## ACTIVITY A
In the plot summary, what does Bad Black steal after sneaking into Alan's hotel?
## ACTIVITY B
Copy out the plot summary word for word, starting at "Ten years later, the" and ending at "for Bad Black.".

## PAGE EXCERPT

=-=-=

Ten years later, the girl has grown up to become "Bad Black", leading the same group of ghetto children to become the biggest crime syndicate in Kampala. She seduces Hirigi in a bar to exact her revenge on him. Meanwhile, Alan Ssali, an American doctor whose whole family were allegedly U.S. Army commandos, is in Kampala giving aid to the people of the slums. He encounters Bad Black, who mistakes him for a commando due to his designer dog tags. After receiving Alan's business card, Bad Black sneaks into his hotel and steals his money and passport. When the police refuse to help him, Alan receives "kung fu commando training" from his young assistant, known by his pseudonym "Wesley Snipes", before storming through the slums to look for Bad Black.

=-=-=

Stored data entries:
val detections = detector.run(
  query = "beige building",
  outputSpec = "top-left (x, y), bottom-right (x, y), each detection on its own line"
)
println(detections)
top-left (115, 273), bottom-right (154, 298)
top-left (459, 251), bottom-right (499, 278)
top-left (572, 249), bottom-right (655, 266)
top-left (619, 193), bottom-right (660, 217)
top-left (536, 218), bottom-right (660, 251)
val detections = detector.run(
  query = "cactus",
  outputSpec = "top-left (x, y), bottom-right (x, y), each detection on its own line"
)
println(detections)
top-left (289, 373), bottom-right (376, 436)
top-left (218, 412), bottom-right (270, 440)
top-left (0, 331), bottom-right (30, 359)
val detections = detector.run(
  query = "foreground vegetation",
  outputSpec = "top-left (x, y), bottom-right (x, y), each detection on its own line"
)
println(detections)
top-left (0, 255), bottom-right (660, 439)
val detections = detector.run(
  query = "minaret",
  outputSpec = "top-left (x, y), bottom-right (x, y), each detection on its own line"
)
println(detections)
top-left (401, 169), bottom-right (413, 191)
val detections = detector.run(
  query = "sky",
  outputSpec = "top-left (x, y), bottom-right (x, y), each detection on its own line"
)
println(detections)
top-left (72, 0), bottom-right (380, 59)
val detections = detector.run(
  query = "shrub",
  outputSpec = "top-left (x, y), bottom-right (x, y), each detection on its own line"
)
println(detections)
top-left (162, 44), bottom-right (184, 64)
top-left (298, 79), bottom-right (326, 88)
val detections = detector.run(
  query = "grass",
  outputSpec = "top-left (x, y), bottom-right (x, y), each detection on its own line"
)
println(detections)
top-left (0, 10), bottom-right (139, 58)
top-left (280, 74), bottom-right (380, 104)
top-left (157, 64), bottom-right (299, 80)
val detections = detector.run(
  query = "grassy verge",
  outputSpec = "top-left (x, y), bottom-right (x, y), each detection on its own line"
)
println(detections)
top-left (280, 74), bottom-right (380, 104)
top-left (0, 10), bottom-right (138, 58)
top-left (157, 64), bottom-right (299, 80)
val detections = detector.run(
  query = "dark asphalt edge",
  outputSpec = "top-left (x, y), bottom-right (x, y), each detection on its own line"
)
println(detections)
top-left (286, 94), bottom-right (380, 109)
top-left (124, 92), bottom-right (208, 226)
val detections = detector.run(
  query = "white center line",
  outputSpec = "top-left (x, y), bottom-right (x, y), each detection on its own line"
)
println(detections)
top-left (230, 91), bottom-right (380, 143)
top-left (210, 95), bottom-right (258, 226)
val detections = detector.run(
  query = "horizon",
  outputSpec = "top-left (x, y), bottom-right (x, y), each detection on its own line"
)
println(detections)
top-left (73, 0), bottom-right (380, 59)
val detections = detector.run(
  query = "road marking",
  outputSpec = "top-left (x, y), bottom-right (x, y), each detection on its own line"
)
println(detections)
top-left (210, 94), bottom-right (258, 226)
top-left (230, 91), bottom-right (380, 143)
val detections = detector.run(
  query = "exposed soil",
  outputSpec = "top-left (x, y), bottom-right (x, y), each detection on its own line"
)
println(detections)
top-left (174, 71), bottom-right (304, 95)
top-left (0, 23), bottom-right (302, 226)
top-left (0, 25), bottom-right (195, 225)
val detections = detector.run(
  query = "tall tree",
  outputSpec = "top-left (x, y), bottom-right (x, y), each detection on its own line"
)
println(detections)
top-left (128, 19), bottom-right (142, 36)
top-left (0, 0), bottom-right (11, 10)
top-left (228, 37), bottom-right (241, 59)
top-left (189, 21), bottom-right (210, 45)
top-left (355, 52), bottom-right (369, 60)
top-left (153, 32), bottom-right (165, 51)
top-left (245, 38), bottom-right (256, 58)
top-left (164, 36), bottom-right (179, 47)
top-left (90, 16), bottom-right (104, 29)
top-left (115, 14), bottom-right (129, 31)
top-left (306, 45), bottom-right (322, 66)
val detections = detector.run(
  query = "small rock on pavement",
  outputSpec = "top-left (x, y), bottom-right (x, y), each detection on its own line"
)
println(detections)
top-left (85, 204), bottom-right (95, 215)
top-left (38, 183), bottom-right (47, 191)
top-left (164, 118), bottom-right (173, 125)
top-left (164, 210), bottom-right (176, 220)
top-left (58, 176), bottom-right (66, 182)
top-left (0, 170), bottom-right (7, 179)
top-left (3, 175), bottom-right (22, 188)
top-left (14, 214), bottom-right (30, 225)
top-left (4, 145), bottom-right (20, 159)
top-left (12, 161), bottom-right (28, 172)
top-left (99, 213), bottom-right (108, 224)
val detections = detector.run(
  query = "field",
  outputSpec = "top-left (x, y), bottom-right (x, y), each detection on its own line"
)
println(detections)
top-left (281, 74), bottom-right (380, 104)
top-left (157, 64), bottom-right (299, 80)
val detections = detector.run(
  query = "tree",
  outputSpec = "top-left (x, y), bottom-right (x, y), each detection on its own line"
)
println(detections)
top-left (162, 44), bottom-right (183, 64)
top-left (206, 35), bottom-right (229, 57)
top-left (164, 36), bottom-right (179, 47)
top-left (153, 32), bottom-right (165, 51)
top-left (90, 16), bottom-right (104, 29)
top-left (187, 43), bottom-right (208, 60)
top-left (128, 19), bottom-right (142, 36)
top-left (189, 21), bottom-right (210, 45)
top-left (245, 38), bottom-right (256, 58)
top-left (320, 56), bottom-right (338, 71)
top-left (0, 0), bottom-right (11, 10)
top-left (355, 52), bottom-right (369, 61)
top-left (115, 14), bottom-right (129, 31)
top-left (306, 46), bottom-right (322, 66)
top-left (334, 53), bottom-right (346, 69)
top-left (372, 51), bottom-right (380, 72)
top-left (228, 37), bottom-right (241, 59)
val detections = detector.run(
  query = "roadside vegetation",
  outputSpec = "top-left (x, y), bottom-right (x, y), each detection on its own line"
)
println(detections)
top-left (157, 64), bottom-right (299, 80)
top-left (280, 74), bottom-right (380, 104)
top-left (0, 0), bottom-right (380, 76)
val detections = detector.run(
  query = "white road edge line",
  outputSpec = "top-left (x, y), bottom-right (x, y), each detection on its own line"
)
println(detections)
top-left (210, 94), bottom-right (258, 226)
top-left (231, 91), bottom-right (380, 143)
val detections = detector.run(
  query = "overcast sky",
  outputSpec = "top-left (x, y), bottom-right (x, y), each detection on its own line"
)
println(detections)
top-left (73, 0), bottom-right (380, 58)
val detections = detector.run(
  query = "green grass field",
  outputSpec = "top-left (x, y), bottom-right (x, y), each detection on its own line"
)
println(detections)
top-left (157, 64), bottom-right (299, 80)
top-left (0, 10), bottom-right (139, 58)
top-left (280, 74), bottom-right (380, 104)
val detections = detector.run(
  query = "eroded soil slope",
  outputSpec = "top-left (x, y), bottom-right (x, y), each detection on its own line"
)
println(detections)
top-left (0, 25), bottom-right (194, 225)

=-=-=

## WORKED SOLUTION A
His money and passport.

## WORKED SOLUTION B
Ten years later, the girl has grown up to become "Bad Black", leading the same group of ghetto children to become the biggest crime syndicate in Kampala. She seduces Hirigi in a bar to exact her revenge on him. Meanwhile, Alan Ssali, an American doctor whose whole family were allegedly U.S. Army commandos, is in Kampala giving aid to the people of the slums. He encounters Bad Black, who mistakes him for a commando due to his designer dog tags. After receiving Alan's business card, Bad Black sneaks into his hotel and steals his money and passport. When the police refuse to help him, Alan receives "kung fu commando training" from his young assistant, known by his pseudonym "Wesley Snipes", before storming through the slums to look for Bad Black.